[START OF Extracted entries]

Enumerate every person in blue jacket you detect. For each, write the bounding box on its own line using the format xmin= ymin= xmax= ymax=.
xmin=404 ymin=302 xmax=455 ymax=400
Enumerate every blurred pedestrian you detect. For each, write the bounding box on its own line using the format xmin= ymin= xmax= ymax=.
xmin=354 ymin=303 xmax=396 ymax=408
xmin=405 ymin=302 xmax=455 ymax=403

[END OF Extracted entries]

[Do this]: Return, unchanged, the part of the items that opens with the line containing "Enumerate every blurred" and runs through the last line of the items, with both ends included.

[Answer in full]:
Enumerate every blurred pedestrian you detect. For each, write the bounding box on its own line using the format xmin= ymin= xmax= ymax=.
xmin=354 ymin=303 xmax=396 ymax=408
xmin=405 ymin=302 xmax=455 ymax=403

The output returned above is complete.